> **Your task**
Scale the records starting at the line that contains "draw the outline of the white" and ending at the line that contains "52 347 L 43": reproduce every one of those lines, multiplying each coordinate in the path d attributes by 0.4 and rounding to whole numbers, with halves rounded up. Leave all other text unchanged and output only those lines.

> **Record excerpts**
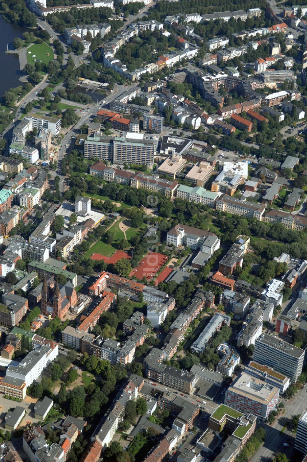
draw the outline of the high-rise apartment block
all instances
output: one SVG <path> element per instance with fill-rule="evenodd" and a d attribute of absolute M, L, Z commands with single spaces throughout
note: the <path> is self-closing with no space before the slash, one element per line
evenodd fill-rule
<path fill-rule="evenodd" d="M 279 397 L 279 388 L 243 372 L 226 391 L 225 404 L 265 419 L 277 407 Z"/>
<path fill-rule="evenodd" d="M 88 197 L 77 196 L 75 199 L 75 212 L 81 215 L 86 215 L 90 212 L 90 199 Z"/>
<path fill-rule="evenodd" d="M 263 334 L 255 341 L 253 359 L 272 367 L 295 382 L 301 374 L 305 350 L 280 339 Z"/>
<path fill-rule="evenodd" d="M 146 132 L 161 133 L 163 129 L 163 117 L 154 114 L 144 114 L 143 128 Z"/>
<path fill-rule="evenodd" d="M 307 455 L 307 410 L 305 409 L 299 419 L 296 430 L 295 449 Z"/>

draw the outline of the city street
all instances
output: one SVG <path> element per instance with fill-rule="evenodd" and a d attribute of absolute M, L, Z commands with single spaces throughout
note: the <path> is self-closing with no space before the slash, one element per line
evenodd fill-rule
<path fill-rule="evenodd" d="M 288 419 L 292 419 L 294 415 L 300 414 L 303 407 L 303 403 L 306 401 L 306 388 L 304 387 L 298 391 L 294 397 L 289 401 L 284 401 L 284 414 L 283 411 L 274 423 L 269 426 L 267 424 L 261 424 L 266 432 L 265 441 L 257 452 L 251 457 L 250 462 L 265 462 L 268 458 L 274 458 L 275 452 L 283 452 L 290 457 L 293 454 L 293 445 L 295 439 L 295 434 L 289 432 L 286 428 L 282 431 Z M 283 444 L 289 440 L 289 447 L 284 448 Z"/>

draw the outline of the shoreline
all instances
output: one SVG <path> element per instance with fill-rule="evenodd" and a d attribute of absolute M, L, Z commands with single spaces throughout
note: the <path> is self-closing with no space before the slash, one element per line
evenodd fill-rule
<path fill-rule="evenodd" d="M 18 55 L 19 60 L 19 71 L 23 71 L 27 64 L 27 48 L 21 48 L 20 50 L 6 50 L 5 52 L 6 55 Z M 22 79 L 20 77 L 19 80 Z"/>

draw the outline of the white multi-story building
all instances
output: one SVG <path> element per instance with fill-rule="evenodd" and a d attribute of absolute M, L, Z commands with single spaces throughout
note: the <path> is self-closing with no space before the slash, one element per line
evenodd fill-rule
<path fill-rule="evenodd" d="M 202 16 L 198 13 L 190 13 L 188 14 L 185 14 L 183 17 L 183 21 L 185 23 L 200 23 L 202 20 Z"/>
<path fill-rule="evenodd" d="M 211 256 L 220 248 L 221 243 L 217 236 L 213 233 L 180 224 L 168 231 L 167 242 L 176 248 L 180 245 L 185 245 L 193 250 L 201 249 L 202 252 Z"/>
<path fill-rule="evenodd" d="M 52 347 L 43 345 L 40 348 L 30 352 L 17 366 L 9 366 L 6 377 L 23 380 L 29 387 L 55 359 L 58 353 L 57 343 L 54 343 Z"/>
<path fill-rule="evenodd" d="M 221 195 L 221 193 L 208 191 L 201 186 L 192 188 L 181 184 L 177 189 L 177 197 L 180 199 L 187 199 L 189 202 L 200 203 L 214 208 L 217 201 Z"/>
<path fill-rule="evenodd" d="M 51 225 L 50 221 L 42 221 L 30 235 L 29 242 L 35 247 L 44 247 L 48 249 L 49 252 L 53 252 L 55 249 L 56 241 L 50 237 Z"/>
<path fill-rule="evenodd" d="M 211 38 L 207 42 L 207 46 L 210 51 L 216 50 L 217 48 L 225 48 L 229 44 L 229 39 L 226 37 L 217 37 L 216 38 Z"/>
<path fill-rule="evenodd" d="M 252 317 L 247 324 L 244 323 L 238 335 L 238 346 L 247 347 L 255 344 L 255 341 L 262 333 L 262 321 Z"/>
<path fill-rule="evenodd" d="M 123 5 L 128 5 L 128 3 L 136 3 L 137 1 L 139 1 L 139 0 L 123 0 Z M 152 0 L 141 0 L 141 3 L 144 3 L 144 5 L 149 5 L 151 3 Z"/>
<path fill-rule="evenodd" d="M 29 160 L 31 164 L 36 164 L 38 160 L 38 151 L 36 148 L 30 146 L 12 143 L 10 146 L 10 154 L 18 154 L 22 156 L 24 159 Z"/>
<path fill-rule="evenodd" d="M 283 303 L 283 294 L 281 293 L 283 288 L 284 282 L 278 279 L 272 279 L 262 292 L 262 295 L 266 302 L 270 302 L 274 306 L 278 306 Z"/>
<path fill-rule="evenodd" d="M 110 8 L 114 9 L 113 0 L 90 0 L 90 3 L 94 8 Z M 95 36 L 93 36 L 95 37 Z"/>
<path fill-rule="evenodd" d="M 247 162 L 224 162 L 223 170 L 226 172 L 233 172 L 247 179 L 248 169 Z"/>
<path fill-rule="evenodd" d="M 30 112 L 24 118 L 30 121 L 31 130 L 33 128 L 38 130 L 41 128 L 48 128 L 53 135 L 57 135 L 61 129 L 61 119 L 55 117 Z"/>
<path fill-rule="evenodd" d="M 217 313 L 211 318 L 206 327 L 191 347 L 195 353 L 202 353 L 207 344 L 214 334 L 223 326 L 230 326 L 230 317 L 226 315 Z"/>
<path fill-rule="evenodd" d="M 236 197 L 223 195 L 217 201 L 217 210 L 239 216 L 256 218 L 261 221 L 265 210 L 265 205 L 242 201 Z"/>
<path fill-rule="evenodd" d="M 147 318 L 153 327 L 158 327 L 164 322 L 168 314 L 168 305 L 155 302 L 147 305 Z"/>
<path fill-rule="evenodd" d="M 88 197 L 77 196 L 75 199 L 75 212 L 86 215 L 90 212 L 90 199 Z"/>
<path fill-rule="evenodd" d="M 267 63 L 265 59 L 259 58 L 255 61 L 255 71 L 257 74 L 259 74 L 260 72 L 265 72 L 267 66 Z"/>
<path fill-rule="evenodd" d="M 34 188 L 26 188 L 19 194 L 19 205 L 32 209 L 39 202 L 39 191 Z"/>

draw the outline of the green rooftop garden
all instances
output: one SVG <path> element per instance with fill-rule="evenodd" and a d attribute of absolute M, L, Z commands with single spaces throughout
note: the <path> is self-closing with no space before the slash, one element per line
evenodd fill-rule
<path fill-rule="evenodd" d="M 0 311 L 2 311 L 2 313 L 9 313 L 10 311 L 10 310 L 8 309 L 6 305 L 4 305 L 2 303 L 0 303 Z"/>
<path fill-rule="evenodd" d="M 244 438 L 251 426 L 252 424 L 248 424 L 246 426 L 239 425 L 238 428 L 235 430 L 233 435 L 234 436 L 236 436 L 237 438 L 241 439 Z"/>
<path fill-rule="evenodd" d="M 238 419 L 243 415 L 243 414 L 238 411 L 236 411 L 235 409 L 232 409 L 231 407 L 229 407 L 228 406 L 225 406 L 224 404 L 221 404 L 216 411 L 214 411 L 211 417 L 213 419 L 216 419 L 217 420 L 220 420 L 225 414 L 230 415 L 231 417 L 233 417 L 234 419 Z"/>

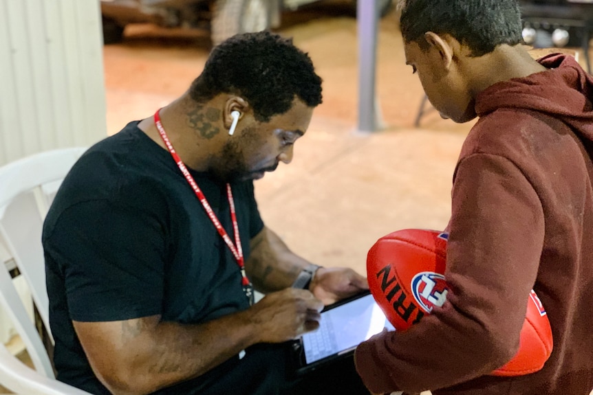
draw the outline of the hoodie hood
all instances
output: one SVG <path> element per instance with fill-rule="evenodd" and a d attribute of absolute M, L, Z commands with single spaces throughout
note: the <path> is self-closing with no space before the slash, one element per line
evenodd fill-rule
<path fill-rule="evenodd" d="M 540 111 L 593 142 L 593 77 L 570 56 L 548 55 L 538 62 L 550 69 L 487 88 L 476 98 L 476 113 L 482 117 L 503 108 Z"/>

> **Response below**
draw the outline of the white multi-story building
all instances
output: one SVG <path> element per instance with fill-rule="evenodd" and a d attribute of absolute M, L, Z commands with single spaces throughout
note: the <path> is self-closing with no space before the slash, one element per line
evenodd fill-rule
<path fill-rule="evenodd" d="M 81 6 L 79 5 L 76 5 L 75 6 L 74 6 L 73 7 L 73 8 L 74 9 L 80 9 L 81 8 Z"/>
<path fill-rule="evenodd" d="M 84 102 L 88 99 L 88 97 L 87 94 L 85 93 L 72 90 L 67 92 L 67 97 L 70 99 L 72 98 L 74 98 L 77 100 L 80 100 L 81 101 Z"/>
<path fill-rule="evenodd" d="M 21 139 L 17 138 L 16 139 L 12 141 L 7 146 L 4 146 L 2 151 L 9 152 L 12 155 L 22 144 L 23 141 L 23 137 L 22 137 Z"/>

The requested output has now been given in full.